» Your tasks
1. Return everything in the Leroy Greene school passage from "During the 2018–19" down to "or more races.", copied word for word.
2. Supply the next part of the Leroy Greene school passage, starting right after its final sentence.

» Text for analysis
* * * *

During the 2017–18 school year, the library was removed and replaced with the "Center for Innovation" to better reflect the school's business program.

== Academics ==
Leroy Greene's two main programs of study are art and business. It has elective classes that include Spanish, music, and STEAM (science, technology, engineering, art, and math).

During the 2018–19 school year, CAASPP test results showed that 47.5% of students met or exceeded the standard for ELA and 24.4% of students met or exceeded the standard for math. Only 24.55% of students did not meet the standard for ELA, and 43.2% did not meet the standard for math.

According to data collected during the 2019–20 school year, Leroy Greene's graduation rate is 100%.

== Demographics ==
According to a report on the 2019–20 school year, Leroy Greene's ethnic demographics are 13.3% African American, 0.5% American Indian or Alaska Native, 9.2% Asian, 3.6% Filipino, 45.2% Hispanic or Latino, 1.0% Pacific Islander, 19.8% White, and 7.3% two or more races.

* * * *

» Information shown

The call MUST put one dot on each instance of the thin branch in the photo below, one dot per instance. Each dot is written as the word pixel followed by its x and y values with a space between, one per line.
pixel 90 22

* * * *

» Results in order
1.
During the 2018–19 school year, CAASPP test results showed that 47.5% of students met or exceeded the standard for ELA and 24.4% of students met or exceeded the standard for math. Only 24.55% of students did not meet the standard for ELA, and 43.2% did not meet the standard for math.

According to data collected during the 2019–20 school year, Leroy Greene's graduation rate is 100%.

== Demographics ==
According to a report on the 2019–20 school year, Leroy Greene's ethnic demographics are 13.3% African American, 0.5% American Indian or Alaska Native, 9.2% Asian, 3.6% Filipino, 45.2% Hispanic or Latino, 1.0% Pacific Islander, 19.8% White, and 7.3% two or more races.

2.
As of November 2021, there are 778 students enrolled at Leroy Greene Academy and 66 English language learners, making up 8.5% of the total population.

== Athletics ==
Leroy Greene is a member of the California Interscholastic Federation and offers sports for middle school and high school. Sports for boys include baseball, basketball, cross country, golf, soccer, and volleyball. Sports for girls include basketball, golf, cross country, soccer, softball, and volleyball.